== Exercises ==
a - Reproduce the stretch of the forum thread on gaining weight from "Toughest is finding" through "down to 12% BF.".
b - Extend the forum thread on gaining weight past its last line by writing what comes next.

From a health point of view you'd probably benefit from more fruit and veg in your diet, and from an enjoyment point of view you'd probably benefit from a few foods picked purely as you like them (cakes, ice cream, the occasional pizza, whatever). Oh, and if you aren't having sauces with your meals, do. Have spaghetti bolognese not mince and pasta for example.


----------



## Eddias (Dec 21, 2015)

Toughest is finding that bloody balance between gaining muscle and turning into a fat mess. I gain weight damn easy ( but its never the right weight) losing weight again quiet easy until i get down to 12% BF.

You just need to mess about with amount of food you take in, recent vid from Seth Feroce about what he eats breaks it down to its most basic. he talks about finding your baseline ( sweet spot where you grow muscle not Fat) took him 8 months to find it and he is a IFBB pro


----------



## Quackerz (Dec 19, 2015)

If you're struggling to gain weight your best bet is to eat more. Not trying to take the piss, it really is that simple.


----------



## dtlv (Jul 24, 2009)

Huddsmuscle said:


> I made a post a while back but unfortunately i'm still struggling to gain weight. I just seem to stay the same weight and budge up and down slightly. I'm 75kg at the moment (5 ft 11) aged 24.

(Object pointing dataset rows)
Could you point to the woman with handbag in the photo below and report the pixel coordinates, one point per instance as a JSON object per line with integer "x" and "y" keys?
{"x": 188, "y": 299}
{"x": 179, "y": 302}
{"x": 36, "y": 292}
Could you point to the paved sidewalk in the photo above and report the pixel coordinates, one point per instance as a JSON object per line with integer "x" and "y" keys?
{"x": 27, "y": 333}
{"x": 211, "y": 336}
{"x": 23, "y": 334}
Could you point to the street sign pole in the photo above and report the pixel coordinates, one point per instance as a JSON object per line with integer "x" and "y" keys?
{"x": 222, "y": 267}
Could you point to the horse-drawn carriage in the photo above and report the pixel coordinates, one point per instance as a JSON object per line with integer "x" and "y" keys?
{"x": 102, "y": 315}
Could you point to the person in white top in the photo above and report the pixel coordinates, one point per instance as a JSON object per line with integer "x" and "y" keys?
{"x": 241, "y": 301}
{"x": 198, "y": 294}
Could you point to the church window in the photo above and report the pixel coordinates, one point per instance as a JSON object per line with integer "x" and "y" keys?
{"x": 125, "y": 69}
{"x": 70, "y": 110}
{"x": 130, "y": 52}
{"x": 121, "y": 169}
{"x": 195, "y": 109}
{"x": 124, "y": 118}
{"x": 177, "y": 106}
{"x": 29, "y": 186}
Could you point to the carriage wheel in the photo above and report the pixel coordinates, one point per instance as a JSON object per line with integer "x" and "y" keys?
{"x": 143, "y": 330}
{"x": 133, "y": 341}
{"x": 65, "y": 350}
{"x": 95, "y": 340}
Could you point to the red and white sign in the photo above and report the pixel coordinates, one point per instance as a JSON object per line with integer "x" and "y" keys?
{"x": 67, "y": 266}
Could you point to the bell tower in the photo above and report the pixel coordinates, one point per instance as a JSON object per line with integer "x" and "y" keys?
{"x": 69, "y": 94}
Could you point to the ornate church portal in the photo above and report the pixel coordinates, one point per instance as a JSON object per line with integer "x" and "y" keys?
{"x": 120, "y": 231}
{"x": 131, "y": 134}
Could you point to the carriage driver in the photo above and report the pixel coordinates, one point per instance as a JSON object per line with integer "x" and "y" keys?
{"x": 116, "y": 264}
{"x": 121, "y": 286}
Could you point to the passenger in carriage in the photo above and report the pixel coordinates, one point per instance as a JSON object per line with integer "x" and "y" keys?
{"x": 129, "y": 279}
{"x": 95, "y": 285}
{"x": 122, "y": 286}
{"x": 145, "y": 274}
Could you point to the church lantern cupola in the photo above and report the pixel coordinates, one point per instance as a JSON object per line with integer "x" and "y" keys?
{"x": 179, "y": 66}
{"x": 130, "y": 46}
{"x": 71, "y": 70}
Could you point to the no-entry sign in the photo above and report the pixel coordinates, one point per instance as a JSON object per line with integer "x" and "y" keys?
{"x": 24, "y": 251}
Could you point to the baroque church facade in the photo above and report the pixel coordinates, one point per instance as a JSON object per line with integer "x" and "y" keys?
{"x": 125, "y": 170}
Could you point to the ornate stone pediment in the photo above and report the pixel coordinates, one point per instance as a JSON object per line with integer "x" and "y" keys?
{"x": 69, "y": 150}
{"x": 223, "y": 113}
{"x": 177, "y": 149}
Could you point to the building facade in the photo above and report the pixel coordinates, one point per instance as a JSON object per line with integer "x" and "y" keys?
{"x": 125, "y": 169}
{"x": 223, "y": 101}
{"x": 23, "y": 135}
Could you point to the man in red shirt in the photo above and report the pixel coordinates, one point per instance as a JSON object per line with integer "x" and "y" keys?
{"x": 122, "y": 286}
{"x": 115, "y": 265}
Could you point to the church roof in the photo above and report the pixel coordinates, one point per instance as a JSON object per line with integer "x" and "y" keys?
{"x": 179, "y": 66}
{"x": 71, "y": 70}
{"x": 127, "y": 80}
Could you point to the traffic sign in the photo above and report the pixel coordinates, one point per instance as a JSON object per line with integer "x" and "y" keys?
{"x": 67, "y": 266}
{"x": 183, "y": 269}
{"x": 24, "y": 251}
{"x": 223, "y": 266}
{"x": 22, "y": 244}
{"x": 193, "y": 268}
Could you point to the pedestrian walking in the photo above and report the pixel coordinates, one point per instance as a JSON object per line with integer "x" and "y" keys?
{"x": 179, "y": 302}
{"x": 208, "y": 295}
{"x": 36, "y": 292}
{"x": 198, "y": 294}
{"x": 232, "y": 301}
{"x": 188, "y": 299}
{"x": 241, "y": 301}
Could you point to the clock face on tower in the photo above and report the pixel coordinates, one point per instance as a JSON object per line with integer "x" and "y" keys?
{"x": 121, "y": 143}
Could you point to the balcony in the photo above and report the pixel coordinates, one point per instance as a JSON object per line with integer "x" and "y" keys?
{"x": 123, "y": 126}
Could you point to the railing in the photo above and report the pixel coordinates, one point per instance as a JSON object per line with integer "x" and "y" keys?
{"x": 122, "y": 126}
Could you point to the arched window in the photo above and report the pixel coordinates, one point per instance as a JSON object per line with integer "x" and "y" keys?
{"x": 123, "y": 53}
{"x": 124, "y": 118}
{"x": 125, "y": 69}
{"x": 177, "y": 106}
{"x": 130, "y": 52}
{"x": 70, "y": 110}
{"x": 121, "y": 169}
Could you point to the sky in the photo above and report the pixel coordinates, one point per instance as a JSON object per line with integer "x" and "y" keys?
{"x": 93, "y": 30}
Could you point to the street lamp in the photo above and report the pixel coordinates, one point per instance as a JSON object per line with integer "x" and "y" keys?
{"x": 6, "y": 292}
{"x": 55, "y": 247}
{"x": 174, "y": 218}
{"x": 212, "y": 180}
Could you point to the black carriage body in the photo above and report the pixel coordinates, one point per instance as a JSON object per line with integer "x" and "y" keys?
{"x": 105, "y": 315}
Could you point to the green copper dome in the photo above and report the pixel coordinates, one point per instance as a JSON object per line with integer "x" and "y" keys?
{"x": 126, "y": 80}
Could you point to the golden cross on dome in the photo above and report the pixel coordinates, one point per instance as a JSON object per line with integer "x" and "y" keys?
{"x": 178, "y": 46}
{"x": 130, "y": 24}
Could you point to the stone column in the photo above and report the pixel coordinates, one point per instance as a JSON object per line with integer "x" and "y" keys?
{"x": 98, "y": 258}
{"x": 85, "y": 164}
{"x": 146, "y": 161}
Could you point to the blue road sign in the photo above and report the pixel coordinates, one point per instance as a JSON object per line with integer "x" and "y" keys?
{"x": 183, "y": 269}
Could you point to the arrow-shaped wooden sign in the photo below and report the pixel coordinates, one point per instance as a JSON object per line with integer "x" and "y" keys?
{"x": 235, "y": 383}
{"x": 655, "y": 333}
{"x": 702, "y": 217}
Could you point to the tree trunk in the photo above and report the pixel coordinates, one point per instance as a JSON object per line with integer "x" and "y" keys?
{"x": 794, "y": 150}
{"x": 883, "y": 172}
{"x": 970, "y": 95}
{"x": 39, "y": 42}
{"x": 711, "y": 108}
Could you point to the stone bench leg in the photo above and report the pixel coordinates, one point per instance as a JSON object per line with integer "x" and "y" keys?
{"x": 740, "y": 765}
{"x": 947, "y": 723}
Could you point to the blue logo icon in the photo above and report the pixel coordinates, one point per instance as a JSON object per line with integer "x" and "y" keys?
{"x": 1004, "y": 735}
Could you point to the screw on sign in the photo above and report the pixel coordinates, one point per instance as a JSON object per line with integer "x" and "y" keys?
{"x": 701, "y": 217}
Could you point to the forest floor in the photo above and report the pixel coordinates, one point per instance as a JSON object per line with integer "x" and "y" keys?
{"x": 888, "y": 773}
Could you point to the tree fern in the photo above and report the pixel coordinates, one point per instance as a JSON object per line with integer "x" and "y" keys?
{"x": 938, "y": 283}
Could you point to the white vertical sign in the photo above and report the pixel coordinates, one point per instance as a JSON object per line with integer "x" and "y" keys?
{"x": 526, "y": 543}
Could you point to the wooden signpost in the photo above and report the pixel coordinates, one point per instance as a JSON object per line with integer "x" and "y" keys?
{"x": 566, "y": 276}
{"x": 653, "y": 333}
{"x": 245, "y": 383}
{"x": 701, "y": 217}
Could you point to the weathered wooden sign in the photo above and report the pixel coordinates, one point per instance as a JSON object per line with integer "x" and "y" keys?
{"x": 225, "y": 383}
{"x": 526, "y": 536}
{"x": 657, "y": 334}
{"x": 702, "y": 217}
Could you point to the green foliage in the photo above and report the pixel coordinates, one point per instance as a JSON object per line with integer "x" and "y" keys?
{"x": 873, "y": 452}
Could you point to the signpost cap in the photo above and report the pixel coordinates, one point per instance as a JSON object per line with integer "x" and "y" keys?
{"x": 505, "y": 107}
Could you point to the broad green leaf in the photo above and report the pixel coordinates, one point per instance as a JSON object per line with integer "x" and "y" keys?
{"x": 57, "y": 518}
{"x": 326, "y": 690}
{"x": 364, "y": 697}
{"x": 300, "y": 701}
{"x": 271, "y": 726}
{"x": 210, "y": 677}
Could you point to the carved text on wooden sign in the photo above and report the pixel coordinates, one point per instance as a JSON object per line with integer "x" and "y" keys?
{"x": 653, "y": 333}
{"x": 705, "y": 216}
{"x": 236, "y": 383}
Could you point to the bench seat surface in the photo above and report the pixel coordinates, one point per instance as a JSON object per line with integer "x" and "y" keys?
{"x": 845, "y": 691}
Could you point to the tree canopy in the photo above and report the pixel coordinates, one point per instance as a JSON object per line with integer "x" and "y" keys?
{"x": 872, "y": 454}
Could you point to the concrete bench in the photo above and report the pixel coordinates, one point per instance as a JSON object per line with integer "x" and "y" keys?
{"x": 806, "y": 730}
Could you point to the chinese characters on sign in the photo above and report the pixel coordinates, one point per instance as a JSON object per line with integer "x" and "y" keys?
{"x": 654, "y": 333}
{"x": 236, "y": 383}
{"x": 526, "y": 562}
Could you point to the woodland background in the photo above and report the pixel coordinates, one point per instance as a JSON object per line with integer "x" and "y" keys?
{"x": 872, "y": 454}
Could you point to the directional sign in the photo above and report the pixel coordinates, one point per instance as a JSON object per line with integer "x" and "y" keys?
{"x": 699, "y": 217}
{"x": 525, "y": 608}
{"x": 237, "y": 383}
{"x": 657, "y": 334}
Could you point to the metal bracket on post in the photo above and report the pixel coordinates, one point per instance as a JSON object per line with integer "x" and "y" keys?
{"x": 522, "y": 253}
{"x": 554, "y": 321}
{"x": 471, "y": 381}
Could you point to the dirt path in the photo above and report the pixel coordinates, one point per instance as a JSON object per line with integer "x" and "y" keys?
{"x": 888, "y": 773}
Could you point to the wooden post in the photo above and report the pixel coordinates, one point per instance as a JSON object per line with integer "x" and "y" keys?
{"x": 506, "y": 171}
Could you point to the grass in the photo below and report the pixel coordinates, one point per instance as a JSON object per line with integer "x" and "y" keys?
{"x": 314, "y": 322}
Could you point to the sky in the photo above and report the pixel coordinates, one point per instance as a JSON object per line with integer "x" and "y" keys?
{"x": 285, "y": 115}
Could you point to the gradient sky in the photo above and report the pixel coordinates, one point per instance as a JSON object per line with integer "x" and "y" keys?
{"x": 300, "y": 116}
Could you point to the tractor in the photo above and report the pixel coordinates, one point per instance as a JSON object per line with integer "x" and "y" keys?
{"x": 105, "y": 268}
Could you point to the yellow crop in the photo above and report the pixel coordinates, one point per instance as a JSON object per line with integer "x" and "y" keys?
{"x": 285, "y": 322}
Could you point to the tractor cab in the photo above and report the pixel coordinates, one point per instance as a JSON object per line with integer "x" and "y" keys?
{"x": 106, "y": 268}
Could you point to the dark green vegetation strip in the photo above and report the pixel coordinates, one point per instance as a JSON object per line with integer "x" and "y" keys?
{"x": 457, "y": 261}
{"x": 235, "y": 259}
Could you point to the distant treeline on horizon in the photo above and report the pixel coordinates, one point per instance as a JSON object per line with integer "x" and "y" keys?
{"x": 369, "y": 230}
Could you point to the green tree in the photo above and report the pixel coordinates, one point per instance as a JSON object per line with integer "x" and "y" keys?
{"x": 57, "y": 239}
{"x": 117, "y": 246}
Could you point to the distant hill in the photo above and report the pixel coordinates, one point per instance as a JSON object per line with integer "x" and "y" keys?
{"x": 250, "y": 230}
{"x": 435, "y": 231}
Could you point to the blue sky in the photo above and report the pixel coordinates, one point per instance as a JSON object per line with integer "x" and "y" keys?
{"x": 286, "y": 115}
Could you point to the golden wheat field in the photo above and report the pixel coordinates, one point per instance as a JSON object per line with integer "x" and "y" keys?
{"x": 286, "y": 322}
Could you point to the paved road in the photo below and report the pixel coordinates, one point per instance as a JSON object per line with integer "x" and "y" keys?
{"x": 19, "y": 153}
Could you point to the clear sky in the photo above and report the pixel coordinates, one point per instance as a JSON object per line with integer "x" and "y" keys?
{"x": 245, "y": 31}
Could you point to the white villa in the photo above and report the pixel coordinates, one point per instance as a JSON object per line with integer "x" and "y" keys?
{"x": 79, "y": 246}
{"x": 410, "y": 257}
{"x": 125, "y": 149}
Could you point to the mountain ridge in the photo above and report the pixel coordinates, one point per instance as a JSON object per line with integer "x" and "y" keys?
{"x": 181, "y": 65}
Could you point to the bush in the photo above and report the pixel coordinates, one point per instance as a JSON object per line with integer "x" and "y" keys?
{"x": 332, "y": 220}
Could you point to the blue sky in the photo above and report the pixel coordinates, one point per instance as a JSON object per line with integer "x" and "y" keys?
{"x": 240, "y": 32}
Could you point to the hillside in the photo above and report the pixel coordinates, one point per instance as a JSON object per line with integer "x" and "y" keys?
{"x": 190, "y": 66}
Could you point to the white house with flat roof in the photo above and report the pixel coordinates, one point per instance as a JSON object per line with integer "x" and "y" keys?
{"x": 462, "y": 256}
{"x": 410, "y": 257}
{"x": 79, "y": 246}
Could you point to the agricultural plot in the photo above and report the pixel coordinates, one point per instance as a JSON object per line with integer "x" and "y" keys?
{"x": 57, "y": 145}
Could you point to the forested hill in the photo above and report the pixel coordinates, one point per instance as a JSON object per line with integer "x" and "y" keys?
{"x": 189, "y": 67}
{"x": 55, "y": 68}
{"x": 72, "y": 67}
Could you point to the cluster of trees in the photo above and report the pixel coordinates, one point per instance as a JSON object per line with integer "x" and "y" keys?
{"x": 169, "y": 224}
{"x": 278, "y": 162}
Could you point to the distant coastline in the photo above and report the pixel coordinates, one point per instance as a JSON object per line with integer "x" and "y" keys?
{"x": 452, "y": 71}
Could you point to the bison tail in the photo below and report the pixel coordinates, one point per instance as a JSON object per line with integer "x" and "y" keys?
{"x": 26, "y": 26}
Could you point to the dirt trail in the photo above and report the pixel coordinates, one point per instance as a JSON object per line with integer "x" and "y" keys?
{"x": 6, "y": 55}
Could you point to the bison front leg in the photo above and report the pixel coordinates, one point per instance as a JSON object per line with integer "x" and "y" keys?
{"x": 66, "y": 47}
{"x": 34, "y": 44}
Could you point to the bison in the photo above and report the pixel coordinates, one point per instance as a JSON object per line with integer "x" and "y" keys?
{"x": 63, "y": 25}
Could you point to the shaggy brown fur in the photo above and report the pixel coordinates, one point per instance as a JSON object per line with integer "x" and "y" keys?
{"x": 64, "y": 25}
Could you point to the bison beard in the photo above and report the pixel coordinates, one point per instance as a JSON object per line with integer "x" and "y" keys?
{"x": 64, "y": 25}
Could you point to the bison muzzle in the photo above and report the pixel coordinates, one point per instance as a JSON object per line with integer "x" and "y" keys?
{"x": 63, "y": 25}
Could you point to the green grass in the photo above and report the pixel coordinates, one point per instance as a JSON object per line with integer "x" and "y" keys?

== Per-task answers ==
a -
Toughest is finding that bloody balance between gaining muscle and turning into a fat mess. I gain weight damn easy ( but its never the right weight) losing weight again quiet easy until i get down to 12% BF.

b -
> 
> My Diet:
> 
> ...


 So how long have you been eating this diet, how well (honestly) have you stuck to it?

At 4100kcals at 75kg should see you gaining weight unless you are doing a lot of other physical activity. If not the next most obvious thing to question would be just how accurate your macro tracking actually is.


----------



## superdrol (Aug 9, 2012)

Firstly thats 3870 calories, not 4000+, so if your out on that what's the betting your out on other stuff?

for example are your pasta/rice/chicken/mince weights cooked or uncooked... makes a huge difference...


----------



## SimpleLimit (Aug 13, 2016)

Huddsmuscle said:


> I'm 75kg at the moment (5 ft 11) aged 24.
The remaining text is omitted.